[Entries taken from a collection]
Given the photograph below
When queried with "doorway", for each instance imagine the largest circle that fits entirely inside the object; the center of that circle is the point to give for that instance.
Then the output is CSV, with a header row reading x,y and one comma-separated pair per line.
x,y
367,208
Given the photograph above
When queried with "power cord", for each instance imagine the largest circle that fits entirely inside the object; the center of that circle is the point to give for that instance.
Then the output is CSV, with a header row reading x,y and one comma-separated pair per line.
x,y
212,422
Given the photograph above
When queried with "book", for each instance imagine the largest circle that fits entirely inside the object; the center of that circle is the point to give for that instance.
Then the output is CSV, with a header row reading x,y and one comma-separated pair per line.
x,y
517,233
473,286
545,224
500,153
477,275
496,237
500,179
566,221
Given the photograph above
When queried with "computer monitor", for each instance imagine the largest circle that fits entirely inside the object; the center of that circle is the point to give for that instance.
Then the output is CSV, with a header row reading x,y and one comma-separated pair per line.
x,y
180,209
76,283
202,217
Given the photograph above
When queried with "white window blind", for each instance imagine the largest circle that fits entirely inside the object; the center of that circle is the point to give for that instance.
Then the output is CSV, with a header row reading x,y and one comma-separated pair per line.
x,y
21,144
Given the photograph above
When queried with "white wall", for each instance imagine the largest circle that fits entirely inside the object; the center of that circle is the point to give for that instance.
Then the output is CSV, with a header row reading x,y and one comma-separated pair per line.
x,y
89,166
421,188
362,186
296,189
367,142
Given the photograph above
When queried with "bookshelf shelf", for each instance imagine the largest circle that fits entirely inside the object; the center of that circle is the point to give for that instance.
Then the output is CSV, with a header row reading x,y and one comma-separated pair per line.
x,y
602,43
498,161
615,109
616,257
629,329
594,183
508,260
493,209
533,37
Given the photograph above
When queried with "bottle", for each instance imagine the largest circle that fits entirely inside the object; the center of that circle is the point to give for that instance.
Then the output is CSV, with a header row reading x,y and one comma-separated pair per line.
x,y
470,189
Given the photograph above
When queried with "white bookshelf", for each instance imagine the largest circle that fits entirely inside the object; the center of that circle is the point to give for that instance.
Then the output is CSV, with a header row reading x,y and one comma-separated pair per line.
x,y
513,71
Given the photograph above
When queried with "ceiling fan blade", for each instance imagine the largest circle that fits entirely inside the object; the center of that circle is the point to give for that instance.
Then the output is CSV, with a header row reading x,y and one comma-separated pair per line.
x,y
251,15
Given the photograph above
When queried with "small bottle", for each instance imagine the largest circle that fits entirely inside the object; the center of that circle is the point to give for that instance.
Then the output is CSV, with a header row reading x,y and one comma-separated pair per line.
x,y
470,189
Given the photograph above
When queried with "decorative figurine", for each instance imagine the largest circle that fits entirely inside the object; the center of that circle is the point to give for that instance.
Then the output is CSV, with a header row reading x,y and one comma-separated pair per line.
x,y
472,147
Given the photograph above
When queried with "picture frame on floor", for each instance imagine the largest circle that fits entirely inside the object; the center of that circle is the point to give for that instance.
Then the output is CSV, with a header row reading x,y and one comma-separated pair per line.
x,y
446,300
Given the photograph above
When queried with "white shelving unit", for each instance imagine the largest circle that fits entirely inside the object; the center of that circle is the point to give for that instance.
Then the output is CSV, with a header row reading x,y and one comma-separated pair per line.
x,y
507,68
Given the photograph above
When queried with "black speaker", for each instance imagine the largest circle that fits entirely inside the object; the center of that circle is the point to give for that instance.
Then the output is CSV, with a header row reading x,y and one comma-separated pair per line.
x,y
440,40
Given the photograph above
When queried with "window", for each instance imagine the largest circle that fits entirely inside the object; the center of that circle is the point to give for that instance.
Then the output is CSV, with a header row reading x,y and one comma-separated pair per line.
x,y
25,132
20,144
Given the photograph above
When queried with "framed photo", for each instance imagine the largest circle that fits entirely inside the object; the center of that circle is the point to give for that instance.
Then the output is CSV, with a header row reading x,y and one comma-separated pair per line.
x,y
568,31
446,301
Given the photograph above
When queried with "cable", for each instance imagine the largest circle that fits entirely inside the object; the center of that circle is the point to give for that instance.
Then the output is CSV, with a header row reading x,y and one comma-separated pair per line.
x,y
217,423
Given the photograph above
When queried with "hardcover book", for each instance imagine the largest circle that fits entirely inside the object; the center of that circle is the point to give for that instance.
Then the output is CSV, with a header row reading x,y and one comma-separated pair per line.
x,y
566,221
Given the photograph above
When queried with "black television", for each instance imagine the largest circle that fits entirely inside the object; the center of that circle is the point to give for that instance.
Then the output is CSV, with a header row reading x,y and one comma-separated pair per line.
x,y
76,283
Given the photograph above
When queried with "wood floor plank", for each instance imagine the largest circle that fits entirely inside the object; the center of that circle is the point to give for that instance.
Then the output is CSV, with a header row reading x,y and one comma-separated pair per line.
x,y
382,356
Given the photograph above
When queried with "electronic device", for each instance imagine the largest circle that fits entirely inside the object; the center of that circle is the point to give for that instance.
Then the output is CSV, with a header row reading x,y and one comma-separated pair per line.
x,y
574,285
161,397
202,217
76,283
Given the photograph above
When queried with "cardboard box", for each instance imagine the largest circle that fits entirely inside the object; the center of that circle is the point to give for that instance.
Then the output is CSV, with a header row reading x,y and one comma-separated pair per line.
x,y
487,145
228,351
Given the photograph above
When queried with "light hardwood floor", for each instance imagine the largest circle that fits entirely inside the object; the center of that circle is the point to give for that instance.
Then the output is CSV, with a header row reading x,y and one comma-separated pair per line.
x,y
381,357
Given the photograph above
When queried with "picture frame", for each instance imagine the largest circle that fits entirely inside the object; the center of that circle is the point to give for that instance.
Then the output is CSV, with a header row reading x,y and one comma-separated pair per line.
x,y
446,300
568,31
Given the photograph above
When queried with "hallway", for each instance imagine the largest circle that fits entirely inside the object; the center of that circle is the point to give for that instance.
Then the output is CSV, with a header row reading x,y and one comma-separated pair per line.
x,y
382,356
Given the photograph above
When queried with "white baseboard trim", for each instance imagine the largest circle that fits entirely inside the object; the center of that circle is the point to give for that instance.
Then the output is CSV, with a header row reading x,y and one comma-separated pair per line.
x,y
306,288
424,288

GOAL OF THE EXERCISE: Set down each entry again, unchanged.

EXPECTED ANSWER:
Given the photograph below
When queried with "doorway", for each instance imagine the largest circle that fits entirely inside the object; the center of that circle is the point to give for that instance.
Then the output is CSV, with a header row reading x,y and one comma-separated pair per line.
x,y
367,208
Given the photograph above
When queried with "power cord", for each instance imagine the largest circle that fits entirely inside the object; the center of that circle is the point to give for that instance.
Then the output is CSV, with a header row reading x,y and one comma-separated pair per line.
x,y
212,422
Given the photograph above
When queried with "book", for each instance imagine the largest circle that fits entirely inside the object; the center of that circle is the point to give for that instance.
Then the output is CSV, with a header row reading x,y and one comma-separated pair per line.
x,y
517,233
473,286
545,224
500,153
477,275
496,237
500,179
566,221
Given the photograph above
When queried with "computer monitor", for each instance imagine the largest circle that fits entirely inside the object; the center of that circle is the point to give for that instance.
Then the output is CSV, with a header row reading x,y and one comma-separated pair per line.
x,y
180,209
76,283
202,217
Given the photograph above
When queried with "white window blind", for each instance imagine the largest circle that fits entirely inside the object; the center of that circle is the point to give for that instance.
Then the output is CSV, with a header row reading x,y and one comma-separated pair per line.
x,y
21,144
Given the photograph above
When queried with "white wall", for each instance imagine the largest circle that fits entirely inside the object; the center of that circle is the point to give for that instance.
Then the output is CSV, with a header row reading x,y and one comma-separated pair per line.
x,y
89,166
421,188
362,186
296,189
367,142
Given the photograph above
When queried with "bookshelf shelf", for each instance imagine the largest circle that fits entirely inside the object; the center of that circle is the point to give for that instance.
Then the output is CSV, with a header row reading x,y and one comma-separated pair per line.
x,y
602,43
498,161
615,109
616,257
629,329
594,183
508,260
493,209
533,37
Given the photograph above
When queried with "bottle", for each instance imagine the largest circle that fits entirely inside the object; the center of that circle is the point to give for that instance.
Then the output is CSV, with a header row reading x,y and one comma-separated pair per line.
x,y
470,189
Given the photograph above
When queried with "white bookshelf", for each instance imagine the largest circle that fits entirely inside the object; the center of that circle is the point to give for that instance.
Then the output is CSV, with a header row reading x,y and one comma-separated pair per line.
x,y
513,71
Given the photograph above
When queried with "ceiling fan blade", for each instance imagine the largest circle that fits entirely inside the object; the center of that circle is the point to give for that instance.
Then the output is CSV, with a header row reading x,y and one comma-separated pair per line.
x,y
251,15
Given the photograph above
When queried with "small bottle", for each instance imagine the largest circle that fits entirely inside the object; the center of that circle is the point to give for that instance.
Then the output is CSV, with a header row reading x,y and one comma-separated pair per line.
x,y
470,189
Given the photograph above
When queried with "decorative figurine", for each instance imagine the largest circle that fits entirely inside the object; the center of that circle is the point to give for that instance.
Then the output is CSV, with a header row reading x,y and one comma-separated pair per line.
x,y
472,147
Given the photograph above
When queried with "picture frame on floor", for each instance imagine the largest circle that fits entirely inside the object; the center of that circle is the point to give for that instance.
Then the output is CSV, with a header row reading x,y and one comma-separated pair per line.
x,y
446,300
Given the photograph above
When queried with "white shelving unit", for each instance imagine the largest circle that fits entirely inside the object; the center of that circle is the point to give for that instance.
Then the output is CSV, with a header row reading x,y and one comma-separated pair per line.
x,y
507,68
Given the photograph above
When queried with "black speaker", for each instance imagine the largest circle that fits entirely inside the object; the center of that circle is the point to give for that instance.
Then the output is CSV, with a header row reading x,y and one comma-separated pair per line.
x,y
440,40
Given the photograph above
When queried with "window", for each instance imagine the largest circle that fits entirely inside the object; the center of that circle is the point to give for that instance.
Then the output is CSV, with a header row reading x,y and one comma-separated pair per line.
x,y
25,132
20,144
Given the photograph above
When queried with "framed photo", for each instance imagine the largest circle that fits entirely inside the object; the center of that circle is the point to give for that instance.
Then the output is CSV, with a header row reading x,y and one comma-separated pair per line.
x,y
568,31
446,301
Given the photograph above
When queried with "cable", for each instance imagine the largest circle that fits entirely inside the object; the center of that circle is the point to give for that instance.
Then the output is CSV, with a header row reading x,y and one comma-separated pair per line.
x,y
217,423
Given the photograph above
When queried with "hardcover book", for each instance imagine the largest circle that fits entirely inside the object; the center of that circle is the point to give for that instance.
Then the output is CSV, with a header row reading x,y and one comma-separated pair per line.
x,y
566,221
Given the photograph above
When queried with "black television", for each instance imagine the largest circle that fits entirely inside the object; the center of that circle is the point to give for that instance.
Then the output is CSV, with a header row reading x,y and one comma-separated pair per line.
x,y
76,283
Given the photograph above
When queried with "wood floor plank", for each instance imagine the largest circle that fits entirely inside the object; the center of that circle is the point to give for that instance.
Then the output is CSV, with a header row reading x,y and one comma-separated pair per line.
x,y
382,356
Given the photograph above
When queried with "electronic device", for each instance imagine the largest circle that fits entirely inside the object; the center of that circle is the point to give for that instance.
Then the output is CSV, with a header row reading x,y and one comma-separated pair per line.
x,y
574,285
161,397
202,217
76,283
Given the photograph above
When queried with "cardboard box", for each instance imagine the largest circle that fits entirely inside the object; the center of that circle is the point to give for that instance.
Then the output is CSV, with a header row reading x,y and one comma-separated pair per line.
x,y
487,145
228,351
Given the photograph above
When queried with "light hardwood floor", for each instance imagine the largest circle that fits entirely inside the object; the center of that circle is the point to give for that instance.
Then the output is CSV, with a header row reading x,y and one comma-separated pair per line.
x,y
381,357
Given the photograph above
When queried with "picture frame", for each instance imagine the largest circle that fits entirely inside the object; the center of that circle is the point to give for that instance.
Then the output is CSV, with a header row reading x,y and one comma-separated pair per line.
x,y
446,300
568,31
Given the photograph above
When queried with "hallway", for each instance imagine the largest circle that fits entirely inside the object; the center of that circle is the point to give for that instance.
Then the output is CSV, with a header row reading x,y and one comma-separated pair per line.
x,y
382,356
Given the photograph above
When queried with "white baseboard trim", for each instance imagine the largest circle that fits entirely inside the object; the center of that circle is the point to give for that instance.
Then the output is CSV, with a header row reading x,y and one comma-separated pair per line.
x,y
306,288
424,288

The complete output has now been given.